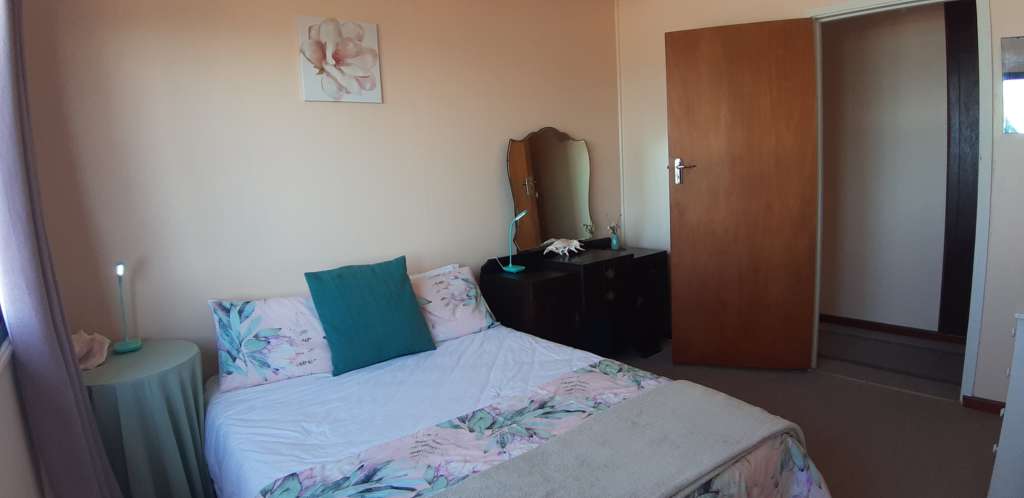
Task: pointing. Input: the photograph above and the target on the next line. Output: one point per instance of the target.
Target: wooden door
(742, 108)
(523, 183)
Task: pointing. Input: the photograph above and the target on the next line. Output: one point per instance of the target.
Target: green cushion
(370, 314)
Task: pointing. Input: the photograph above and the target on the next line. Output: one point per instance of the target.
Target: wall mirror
(1013, 85)
(549, 174)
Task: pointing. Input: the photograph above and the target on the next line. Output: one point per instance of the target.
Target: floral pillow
(452, 302)
(265, 340)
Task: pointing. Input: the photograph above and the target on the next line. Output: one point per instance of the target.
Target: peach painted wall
(641, 27)
(173, 135)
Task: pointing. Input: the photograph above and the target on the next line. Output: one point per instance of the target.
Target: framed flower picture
(339, 60)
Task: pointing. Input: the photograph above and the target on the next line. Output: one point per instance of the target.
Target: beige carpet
(868, 441)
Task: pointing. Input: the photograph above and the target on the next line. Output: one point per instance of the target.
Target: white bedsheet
(257, 434)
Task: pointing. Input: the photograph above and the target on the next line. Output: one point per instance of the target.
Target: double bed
(365, 432)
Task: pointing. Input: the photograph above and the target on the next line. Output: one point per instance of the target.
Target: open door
(743, 181)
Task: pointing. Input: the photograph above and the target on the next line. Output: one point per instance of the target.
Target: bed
(336, 436)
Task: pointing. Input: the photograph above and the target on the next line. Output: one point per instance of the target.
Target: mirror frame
(562, 136)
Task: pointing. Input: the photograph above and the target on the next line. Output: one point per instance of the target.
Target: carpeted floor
(869, 441)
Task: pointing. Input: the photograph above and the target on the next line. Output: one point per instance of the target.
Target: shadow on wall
(67, 219)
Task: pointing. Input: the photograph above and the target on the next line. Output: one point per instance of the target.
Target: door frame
(985, 135)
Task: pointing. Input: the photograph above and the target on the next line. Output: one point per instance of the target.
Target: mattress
(257, 434)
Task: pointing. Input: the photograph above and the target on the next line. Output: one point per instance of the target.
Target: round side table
(150, 411)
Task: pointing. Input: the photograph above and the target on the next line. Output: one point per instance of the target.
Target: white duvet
(257, 434)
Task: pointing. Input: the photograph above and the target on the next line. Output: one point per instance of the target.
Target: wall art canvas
(339, 60)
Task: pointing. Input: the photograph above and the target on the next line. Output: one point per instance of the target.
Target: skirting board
(892, 329)
(982, 404)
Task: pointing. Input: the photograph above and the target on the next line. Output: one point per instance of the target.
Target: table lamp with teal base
(126, 345)
(513, 268)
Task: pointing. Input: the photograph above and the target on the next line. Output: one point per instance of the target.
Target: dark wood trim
(990, 406)
(962, 166)
(893, 329)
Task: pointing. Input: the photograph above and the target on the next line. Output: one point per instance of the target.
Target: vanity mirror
(549, 175)
(1013, 85)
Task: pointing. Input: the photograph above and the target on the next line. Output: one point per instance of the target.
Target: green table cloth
(150, 410)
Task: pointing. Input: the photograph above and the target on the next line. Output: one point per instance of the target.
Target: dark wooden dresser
(600, 300)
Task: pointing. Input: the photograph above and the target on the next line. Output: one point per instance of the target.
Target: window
(3, 328)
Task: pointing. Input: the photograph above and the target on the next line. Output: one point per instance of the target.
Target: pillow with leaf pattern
(265, 340)
(452, 302)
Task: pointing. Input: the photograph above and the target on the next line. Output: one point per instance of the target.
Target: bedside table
(150, 411)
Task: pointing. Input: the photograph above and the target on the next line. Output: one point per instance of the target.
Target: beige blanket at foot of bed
(664, 443)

## THE PROBLEM
What is needed is the whole listing again, set down exactly, without its pictures.

## ANSWER FOR THIS EXERCISE
Task: pointing. Input: the photograph above and the target on the next line. Output: one point per instance of the target.
Target: wooden door
(742, 108)
(523, 183)
Task: pointing. Input: the photograph above and the target on the next line. Output: one point per instance of the target.
Target: green cushion
(370, 314)
Task: pointing. Input: the photograph above and the target on the next line. Output: one point per instance of the target.
Target: wall mirror
(1013, 85)
(549, 174)
Task: pointing. Input: the photograph above and the target on the next line. Output: one point per instance of the target.
Target: floral pillow
(452, 302)
(265, 340)
Task: pointing. Input: the photograph above and the target on the next line. Output: one point per instance of the target.
Target: peach painted wall
(641, 27)
(173, 135)
Task: pointing. Input: the photograph above and the target on the next line. Output: one point per instance of the target.
Target: framed flower picture
(339, 60)
Task: pointing. Input: the photograph above and the target on the next line. Output: one point per instance of the target.
Target: beige carpet
(868, 441)
Task: pointing. Input: the photograph above and the target on the next line. Output: one point per instance of the target.
Target: white bedsheet
(257, 434)
Task: pointing. Input: the photograph above and the target on the next line. Output: one point per instance of the target.
Target: double bed
(365, 432)
Task: pointing. Input: the photograph above and the target on the next line. Output: one point per instance of the target.
Target: open door
(743, 181)
Task: pointing. Input: the photograph above and the target on the next line. Output: one point per instance of the target.
Target: bed
(336, 436)
Task: pointing. Input: the photograph above and the target on the next line. Output: one point per instance of the target.
Target: mirror frame
(562, 136)
Task: pointing. Input: the photograph above and the target on the next line. Output: one point per instance of the target.
Target: carpeted floor
(869, 441)
Task: pointing. Input: the photograph above and the target on the next line. Output: one point per instance of the target.
Target: shadow on wall
(67, 219)
Task: pointing. Input: the photograph above and the target on the next line. Output: one point per instance of the target.
Target: door frame
(985, 135)
Task: pointing. Input: the photograph above and the target on the next line. Output: one point per instance of the target.
Target: mattress
(257, 434)
Task: pointing. Input: the photograph above and the target on the next line. Output: one point per instance of the target.
Target: round side table
(150, 411)
Task: pointing. Input: the photograph above and the target on the next line. Output: one point per instance of the target.
Target: white duvet
(257, 434)
Task: pointing. Input: the photograph above and the target on the next line. Output: one point per instance of the target.
Target: wall art canvas
(339, 60)
Task: pointing. Input: the photograph above and the target on the next line. Output: one point per instance of the target.
Target: skirting board
(892, 329)
(982, 404)
Task: pointing. Input: the photograph above and the target on the next line. Output: one point per instance of the target.
Target: table lamp with teal base
(126, 345)
(513, 268)
Task: pointing. Input: the photograph above and the target on the next line. Output: one point per instance of the target.
Target: dark wood trim
(990, 406)
(962, 166)
(893, 329)
Task: pointing. Input: the photograph above and the target on the next line. Output: one point per instance of the target.
Target: vanity mirror
(549, 175)
(1013, 85)
Task: pointing. Input: the photograph above and the target on the next line. Output: one point per instance of the target.
Target: green table cloth
(150, 410)
Task: pointing. Input: the photograph above and the target on the next line. Output: one point per instance of the target.
Target: dark wooden dresser
(600, 300)
Task: pointing. Input: the photograph above and the target on the next line. Output: one point per instance of the target.
Target: window
(3, 328)
Task: pointing. Input: the photograph above and the target on the next line. Output: one point per instance of the target.
Target: pillow with leaf pattern
(265, 340)
(452, 302)
Task: pointing. Input: the photograph above and the target on the next line. Output: one point per instance of the target.
Target: bedside table
(150, 411)
Task: pointing. Input: the photograph above and the target on the next line. Output: one point per instance of the target.
Target: beige blanket at foot of bed
(664, 443)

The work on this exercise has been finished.